What you return should be the line containing "Can you see the patterned" and each line after it to the end of the records, copied exactly.
#### INPUT DATA ####
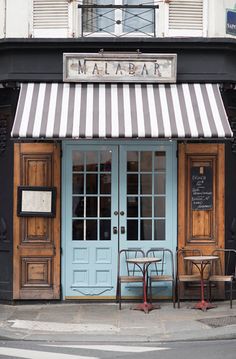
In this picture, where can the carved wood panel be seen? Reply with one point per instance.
(37, 239)
(201, 219)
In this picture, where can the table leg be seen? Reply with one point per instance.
(145, 306)
(203, 304)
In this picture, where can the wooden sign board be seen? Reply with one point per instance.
(201, 188)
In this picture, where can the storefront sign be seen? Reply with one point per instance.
(120, 68)
(231, 22)
(202, 188)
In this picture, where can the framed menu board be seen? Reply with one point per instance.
(36, 201)
(201, 188)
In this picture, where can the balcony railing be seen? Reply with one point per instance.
(118, 20)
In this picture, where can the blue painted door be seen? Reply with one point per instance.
(148, 214)
(91, 197)
(115, 196)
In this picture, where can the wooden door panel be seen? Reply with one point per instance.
(37, 239)
(202, 229)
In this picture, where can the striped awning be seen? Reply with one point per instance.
(62, 110)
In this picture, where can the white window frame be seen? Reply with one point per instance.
(56, 33)
(118, 31)
(186, 32)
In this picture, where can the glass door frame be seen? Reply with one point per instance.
(169, 146)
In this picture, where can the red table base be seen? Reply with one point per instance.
(203, 305)
(146, 307)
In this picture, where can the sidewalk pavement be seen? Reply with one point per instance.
(105, 322)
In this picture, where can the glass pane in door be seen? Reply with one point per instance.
(91, 195)
(145, 195)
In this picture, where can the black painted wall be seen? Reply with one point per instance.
(8, 98)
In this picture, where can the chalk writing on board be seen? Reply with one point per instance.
(202, 188)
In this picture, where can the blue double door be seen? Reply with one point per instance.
(115, 196)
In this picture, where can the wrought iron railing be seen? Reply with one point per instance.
(118, 20)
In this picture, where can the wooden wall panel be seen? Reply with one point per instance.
(202, 229)
(37, 239)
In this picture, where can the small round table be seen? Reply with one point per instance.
(201, 262)
(143, 263)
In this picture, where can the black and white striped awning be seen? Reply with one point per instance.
(62, 110)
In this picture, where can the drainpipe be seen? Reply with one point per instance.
(5, 19)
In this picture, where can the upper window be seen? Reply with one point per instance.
(118, 17)
(185, 17)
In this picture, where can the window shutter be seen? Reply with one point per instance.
(50, 14)
(186, 15)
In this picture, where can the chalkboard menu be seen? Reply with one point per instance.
(202, 188)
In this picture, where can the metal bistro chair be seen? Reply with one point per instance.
(187, 274)
(132, 273)
(162, 271)
(224, 269)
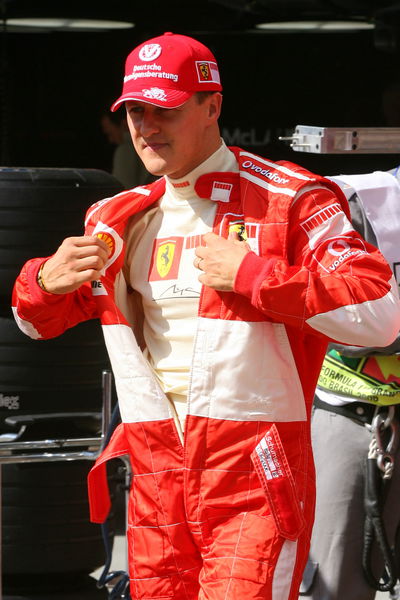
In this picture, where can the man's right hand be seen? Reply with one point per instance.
(77, 260)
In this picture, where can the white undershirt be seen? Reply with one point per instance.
(160, 254)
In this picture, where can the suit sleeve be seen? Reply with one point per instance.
(42, 315)
(333, 282)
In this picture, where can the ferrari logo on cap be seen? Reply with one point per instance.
(204, 71)
(150, 52)
(207, 72)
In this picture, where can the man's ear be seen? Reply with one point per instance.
(214, 106)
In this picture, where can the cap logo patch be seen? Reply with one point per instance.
(155, 94)
(150, 52)
(207, 72)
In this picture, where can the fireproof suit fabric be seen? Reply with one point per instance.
(228, 513)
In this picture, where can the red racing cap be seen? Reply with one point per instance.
(167, 70)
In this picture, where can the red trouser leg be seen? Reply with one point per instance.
(203, 526)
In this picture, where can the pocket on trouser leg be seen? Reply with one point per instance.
(276, 478)
(147, 562)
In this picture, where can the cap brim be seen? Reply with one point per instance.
(166, 98)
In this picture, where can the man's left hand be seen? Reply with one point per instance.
(219, 260)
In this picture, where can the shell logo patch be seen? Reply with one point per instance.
(165, 258)
(239, 228)
(107, 239)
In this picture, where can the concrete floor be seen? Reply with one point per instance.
(92, 593)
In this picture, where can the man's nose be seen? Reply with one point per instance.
(149, 124)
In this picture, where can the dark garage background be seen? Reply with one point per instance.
(55, 84)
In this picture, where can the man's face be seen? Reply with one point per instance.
(174, 141)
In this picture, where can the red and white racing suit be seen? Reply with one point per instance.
(227, 515)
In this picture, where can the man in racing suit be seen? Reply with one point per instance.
(213, 284)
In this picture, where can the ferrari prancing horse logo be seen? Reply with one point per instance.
(165, 258)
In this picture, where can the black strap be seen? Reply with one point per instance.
(118, 581)
(374, 529)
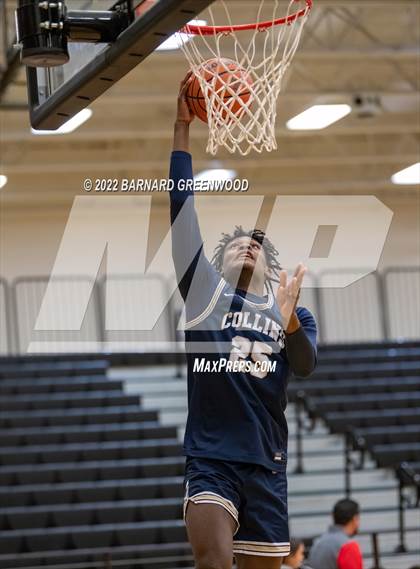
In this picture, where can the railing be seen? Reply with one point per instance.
(379, 307)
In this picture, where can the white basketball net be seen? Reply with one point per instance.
(265, 56)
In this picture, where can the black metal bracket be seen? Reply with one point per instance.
(44, 28)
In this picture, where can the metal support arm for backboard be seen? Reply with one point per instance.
(132, 46)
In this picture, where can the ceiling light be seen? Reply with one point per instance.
(69, 126)
(216, 174)
(318, 117)
(177, 40)
(410, 175)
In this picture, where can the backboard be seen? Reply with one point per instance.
(56, 94)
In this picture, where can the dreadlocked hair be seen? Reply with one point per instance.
(270, 251)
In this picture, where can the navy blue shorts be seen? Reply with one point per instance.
(253, 495)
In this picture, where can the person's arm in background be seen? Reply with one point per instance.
(187, 243)
(350, 556)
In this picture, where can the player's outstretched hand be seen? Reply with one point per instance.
(184, 113)
(288, 292)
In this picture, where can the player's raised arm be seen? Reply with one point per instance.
(187, 243)
(184, 118)
(299, 325)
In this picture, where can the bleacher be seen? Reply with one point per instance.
(370, 394)
(91, 466)
(85, 470)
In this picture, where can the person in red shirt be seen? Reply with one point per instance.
(336, 549)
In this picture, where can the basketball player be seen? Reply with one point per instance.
(236, 434)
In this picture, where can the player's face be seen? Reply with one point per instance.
(244, 253)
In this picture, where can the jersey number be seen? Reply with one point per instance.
(257, 351)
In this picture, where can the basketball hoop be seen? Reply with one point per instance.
(263, 50)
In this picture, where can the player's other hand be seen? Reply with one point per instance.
(184, 113)
(288, 292)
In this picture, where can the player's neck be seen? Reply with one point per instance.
(248, 284)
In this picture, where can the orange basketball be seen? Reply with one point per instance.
(228, 80)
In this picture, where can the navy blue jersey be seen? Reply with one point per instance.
(237, 362)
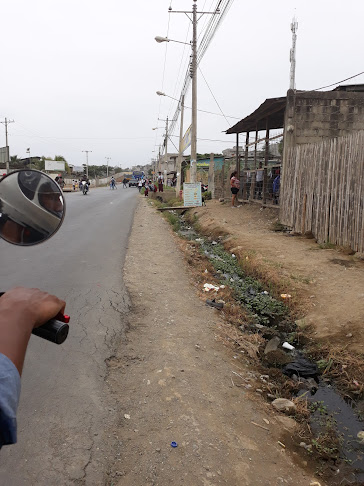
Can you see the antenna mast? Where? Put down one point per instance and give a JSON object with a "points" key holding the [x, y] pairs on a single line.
{"points": [[292, 57]]}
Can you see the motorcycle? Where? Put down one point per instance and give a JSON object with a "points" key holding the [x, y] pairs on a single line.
{"points": [[32, 209], [84, 188]]}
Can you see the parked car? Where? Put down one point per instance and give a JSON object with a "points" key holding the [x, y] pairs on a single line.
{"points": [[133, 182]]}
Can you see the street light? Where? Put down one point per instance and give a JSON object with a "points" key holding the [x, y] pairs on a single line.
{"points": [[193, 74], [30, 160]]}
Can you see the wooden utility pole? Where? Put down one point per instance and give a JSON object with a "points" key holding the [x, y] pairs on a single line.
{"points": [[7, 161]]}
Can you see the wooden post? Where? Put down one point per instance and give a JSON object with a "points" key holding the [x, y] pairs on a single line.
{"points": [[265, 184], [266, 142], [246, 150], [255, 148], [237, 156], [303, 222]]}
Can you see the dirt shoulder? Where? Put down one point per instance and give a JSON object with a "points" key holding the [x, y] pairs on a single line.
{"points": [[174, 380], [328, 283]]}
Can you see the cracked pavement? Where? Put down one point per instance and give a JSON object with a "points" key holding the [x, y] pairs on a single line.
{"points": [[66, 404]]}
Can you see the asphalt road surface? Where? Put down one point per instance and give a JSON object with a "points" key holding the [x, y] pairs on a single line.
{"points": [[65, 403]]}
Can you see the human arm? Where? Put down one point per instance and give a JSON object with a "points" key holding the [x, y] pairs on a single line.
{"points": [[22, 309]]}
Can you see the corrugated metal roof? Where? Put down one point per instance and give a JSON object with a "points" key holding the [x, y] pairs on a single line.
{"points": [[273, 108]]}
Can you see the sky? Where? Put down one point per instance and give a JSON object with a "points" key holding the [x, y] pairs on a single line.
{"points": [[83, 74]]}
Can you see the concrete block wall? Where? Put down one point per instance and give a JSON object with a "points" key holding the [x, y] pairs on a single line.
{"points": [[312, 116]]}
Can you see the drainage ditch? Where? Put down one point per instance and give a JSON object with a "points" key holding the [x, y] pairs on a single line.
{"points": [[334, 421]]}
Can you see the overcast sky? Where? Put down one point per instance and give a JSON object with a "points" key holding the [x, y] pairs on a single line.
{"points": [[82, 74]]}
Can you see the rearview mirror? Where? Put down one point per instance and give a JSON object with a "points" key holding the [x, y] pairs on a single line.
{"points": [[32, 207]]}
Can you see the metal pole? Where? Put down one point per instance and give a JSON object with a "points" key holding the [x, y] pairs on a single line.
{"points": [[294, 28], [194, 95], [180, 154]]}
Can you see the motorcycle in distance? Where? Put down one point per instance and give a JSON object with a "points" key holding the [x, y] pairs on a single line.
{"points": [[84, 187], [32, 209]]}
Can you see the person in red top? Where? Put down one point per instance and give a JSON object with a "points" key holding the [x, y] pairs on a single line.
{"points": [[235, 185]]}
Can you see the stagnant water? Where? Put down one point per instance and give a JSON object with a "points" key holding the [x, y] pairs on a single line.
{"points": [[266, 310]]}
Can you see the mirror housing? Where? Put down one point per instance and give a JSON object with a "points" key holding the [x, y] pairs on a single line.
{"points": [[32, 207]]}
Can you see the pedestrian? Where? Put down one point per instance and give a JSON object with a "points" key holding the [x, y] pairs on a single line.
{"points": [[276, 187], [160, 182], [259, 182], [235, 185]]}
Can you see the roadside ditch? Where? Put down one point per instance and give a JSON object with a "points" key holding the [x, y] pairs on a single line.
{"points": [[321, 387]]}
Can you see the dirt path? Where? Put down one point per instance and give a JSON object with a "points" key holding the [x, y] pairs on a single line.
{"points": [[174, 381], [331, 282]]}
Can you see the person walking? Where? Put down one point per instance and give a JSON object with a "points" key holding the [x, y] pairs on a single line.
{"points": [[160, 182], [235, 185]]}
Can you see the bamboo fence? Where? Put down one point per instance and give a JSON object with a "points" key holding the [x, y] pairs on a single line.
{"points": [[322, 190]]}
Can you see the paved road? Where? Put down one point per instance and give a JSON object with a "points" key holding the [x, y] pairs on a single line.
{"points": [[65, 402]]}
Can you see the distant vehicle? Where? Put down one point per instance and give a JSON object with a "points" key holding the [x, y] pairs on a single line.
{"points": [[138, 174], [133, 182]]}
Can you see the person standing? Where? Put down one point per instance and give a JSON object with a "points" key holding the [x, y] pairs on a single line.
{"points": [[160, 182], [235, 185]]}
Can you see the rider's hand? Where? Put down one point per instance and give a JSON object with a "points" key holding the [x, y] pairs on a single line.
{"points": [[22, 309]]}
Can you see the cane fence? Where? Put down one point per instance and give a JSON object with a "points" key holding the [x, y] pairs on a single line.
{"points": [[322, 190]]}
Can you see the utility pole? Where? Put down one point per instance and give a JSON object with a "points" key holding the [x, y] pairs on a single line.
{"points": [[292, 57], [107, 165], [180, 154], [87, 152], [193, 74], [166, 155], [6, 123]]}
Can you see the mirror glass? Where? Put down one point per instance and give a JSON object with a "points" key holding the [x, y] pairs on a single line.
{"points": [[32, 207]]}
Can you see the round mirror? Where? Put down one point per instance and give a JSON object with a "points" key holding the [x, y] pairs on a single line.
{"points": [[32, 207]]}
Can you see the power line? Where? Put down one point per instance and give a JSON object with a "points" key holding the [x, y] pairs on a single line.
{"points": [[338, 82], [227, 121]]}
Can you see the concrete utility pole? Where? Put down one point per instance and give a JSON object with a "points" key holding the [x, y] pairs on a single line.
{"points": [[193, 74], [166, 155], [194, 95], [6, 123], [180, 153], [292, 80], [107, 165], [87, 152]]}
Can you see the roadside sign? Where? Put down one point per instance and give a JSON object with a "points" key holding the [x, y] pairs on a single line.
{"points": [[192, 194]]}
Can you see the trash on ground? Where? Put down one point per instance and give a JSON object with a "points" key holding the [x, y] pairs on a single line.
{"points": [[208, 287], [301, 367], [272, 345], [260, 426], [288, 346], [284, 405], [286, 296], [213, 303]]}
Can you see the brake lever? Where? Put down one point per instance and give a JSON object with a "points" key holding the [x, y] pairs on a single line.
{"points": [[55, 330]]}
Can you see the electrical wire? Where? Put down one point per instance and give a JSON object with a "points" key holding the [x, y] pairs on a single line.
{"points": [[342, 81], [227, 121]]}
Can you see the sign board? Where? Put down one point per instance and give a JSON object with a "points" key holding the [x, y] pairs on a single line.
{"points": [[192, 194], [54, 165], [4, 155], [186, 141]]}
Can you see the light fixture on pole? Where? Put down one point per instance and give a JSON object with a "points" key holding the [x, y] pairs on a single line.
{"points": [[193, 74], [107, 165], [30, 160], [86, 152]]}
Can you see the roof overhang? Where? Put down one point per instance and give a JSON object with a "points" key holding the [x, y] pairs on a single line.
{"points": [[270, 114]]}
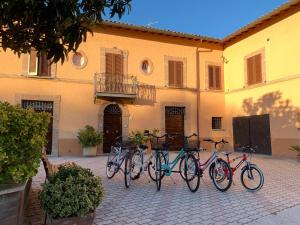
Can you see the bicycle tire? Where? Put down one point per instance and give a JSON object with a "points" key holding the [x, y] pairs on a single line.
{"points": [[196, 174], [110, 161], [138, 153], [151, 166], [228, 173], [158, 171], [127, 171], [261, 177]]}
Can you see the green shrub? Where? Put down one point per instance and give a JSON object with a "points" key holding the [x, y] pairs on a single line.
{"points": [[89, 137], [22, 136], [295, 148], [72, 191], [139, 138]]}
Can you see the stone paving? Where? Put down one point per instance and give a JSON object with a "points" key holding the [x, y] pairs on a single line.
{"points": [[175, 204]]}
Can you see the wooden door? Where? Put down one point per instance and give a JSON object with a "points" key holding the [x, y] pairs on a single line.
{"points": [[253, 131], [174, 123], [112, 126], [42, 106]]}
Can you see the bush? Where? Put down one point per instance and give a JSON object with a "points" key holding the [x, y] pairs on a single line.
{"points": [[295, 148], [89, 137], [22, 137], [72, 191]]}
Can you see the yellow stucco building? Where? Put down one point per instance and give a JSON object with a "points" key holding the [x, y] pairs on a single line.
{"points": [[244, 88]]}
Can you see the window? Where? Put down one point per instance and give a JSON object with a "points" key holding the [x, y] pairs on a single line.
{"points": [[214, 77], [175, 73], [254, 69], [114, 63], [146, 66], [79, 60], [39, 65], [216, 123]]}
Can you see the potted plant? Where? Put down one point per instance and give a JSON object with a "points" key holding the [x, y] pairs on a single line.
{"points": [[22, 137], [71, 196], [296, 148], [89, 138]]}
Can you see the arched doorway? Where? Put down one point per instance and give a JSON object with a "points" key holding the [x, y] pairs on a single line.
{"points": [[112, 125]]}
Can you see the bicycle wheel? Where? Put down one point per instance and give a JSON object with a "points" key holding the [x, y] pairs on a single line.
{"points": [[191, 172], [111, 164], [222, 175], [151, 167], [158, 171], [252, 178], [127, 170], [136, 165]]}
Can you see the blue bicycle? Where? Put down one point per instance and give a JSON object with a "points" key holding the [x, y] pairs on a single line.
{"points": [[165, 167]]}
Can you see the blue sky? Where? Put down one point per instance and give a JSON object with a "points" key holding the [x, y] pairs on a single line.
{"points": [[215, 18]]}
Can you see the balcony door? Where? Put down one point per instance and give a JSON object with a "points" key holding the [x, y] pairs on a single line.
{"points": [[174, 122], [112, 126], [114, 75]]}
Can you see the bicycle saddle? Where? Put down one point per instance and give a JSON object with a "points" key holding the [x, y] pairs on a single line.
{"points": [[143, 147]]}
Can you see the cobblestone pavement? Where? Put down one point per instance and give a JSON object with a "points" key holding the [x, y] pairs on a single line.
{"points": [[175, 204]]}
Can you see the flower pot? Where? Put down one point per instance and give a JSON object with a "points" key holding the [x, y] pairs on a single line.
{"points": [[84, 220], [13, 199], [90, 151]]}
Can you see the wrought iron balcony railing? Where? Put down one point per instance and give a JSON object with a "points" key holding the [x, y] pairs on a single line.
{"points": [[111, 85]]}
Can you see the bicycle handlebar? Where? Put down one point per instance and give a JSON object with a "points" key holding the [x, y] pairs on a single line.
{"points": [[215, 142]]}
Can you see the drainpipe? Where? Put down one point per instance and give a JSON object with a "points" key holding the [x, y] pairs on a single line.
{"points": [[198, 91]]}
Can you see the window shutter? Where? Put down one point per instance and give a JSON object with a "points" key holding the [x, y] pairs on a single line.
{"points": [[217, 78], [210, 76], [258, 69], [250, 71], [179, 74], [109, 63], [33, 63], [44, 65], [118, 64], [25, 66], [172, 73]]}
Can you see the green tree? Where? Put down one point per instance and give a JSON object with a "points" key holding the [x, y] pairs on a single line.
{"points": [[55, 27]]}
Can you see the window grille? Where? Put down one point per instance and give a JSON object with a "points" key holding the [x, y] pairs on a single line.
{"points": [[171, 110]]}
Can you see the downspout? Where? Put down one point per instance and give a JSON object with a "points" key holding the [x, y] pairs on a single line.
{"points": [[198, 91]]}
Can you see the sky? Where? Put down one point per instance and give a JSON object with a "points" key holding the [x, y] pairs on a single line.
{"points": [[214, 18]]}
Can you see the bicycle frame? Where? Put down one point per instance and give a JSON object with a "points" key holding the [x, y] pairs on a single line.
{"points": [[169, 166]]}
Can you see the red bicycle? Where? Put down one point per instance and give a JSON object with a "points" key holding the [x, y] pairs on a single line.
{"points": [[252, 177]]}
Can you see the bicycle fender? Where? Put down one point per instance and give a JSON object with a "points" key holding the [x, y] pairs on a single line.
{"points": [[250, 164]]}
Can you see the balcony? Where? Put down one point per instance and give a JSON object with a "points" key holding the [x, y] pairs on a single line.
{"points": [[115, 86], [122, 87]]}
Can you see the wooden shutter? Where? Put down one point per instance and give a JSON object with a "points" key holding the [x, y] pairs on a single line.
{"points": [[172, 73], [254, 69], [44, 65], [33, 63], [217, 78], [175, 73], [109, 63], [250, 70], [258, 69], [114, 64]]}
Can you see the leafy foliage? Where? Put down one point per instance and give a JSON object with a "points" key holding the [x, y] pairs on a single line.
{"points": [[22, 136], [89, 137], [52, 26], [139, 138], [72, 191], [295, 148]]}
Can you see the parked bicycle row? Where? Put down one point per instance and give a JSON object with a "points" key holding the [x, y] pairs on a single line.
{"points": [[133, 161]]}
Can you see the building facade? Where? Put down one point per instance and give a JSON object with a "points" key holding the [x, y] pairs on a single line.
{"points": [[125, 78]]}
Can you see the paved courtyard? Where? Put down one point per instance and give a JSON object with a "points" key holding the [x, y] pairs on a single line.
{"points": [[175, 204]]}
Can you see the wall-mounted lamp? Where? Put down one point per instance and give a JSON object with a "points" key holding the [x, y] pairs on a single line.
{"points": [[225, 60]]}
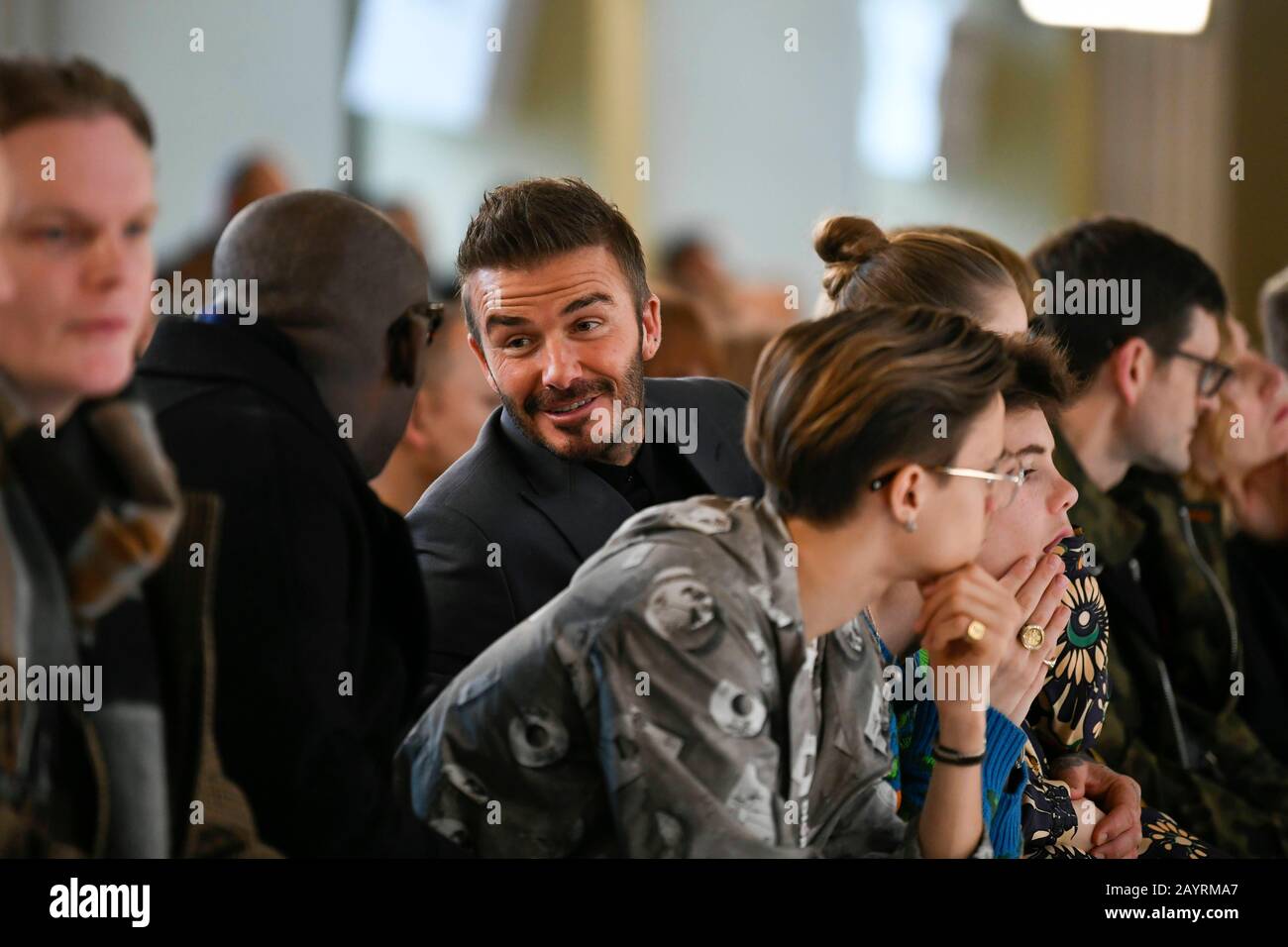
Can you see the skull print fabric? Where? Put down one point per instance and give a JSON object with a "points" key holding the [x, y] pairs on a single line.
{"points": [[666, 705]]}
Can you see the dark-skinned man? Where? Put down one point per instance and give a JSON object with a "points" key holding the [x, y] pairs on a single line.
{"points": [[562, 321], [284, 412]]}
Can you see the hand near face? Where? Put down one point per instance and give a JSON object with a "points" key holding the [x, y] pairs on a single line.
{"points": [[951, 604], [1020, 674]]}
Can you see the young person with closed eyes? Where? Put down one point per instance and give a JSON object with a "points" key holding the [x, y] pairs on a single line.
{"points": [[1055, 801]]}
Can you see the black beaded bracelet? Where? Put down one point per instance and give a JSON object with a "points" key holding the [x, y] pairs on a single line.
{"points": [[944, 754]]}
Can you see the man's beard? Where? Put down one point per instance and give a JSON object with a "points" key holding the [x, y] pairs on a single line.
{"points": [[631, 394]]}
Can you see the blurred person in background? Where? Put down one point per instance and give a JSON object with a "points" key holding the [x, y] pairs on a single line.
{"points": [[1147, 371], [743, 317], [254, 175], [320, 620], [1240, 462], [91, 502], [451, 407], [562, 322], [759, 729], [1274, 318], [1021, 272]]}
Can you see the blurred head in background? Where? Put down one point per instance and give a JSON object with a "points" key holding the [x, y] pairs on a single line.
{"points": [[451, 407], [78, 237], [840, 428], [1274, 318], [688, 348], [559, 311], [863, 266], [1147, 367]]}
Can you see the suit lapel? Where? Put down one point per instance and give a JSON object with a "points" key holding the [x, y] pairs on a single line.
{"points": [[707, 447]]}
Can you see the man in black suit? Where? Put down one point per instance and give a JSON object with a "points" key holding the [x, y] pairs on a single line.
{"points": [[284, 412], [562, 321]]}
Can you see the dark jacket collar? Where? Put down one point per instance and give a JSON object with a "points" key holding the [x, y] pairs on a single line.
{"points": [[581, 505], [258, 356], [1115, 531]]}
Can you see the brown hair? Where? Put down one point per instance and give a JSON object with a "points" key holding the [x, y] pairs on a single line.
{"points": [[867, 268], [524, 224], [838, 397], [34, 89], [1042, 377], [1019, 268], [1212, 436]]}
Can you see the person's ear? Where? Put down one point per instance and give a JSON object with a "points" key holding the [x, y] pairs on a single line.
{"points": [[652, 328], [907, 495], [1132, 365], [487, 369]]}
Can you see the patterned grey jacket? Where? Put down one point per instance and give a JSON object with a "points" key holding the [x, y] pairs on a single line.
{"points": [[666, 703]]}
####
**REPLY TO THE EXERCISE:**
Can you see the patterned grey jacket? Where? Put down one point per instance and give a JSON object with a "points" key holding the [x, y] pairs on a single line.
{"points": [[666, 703]]}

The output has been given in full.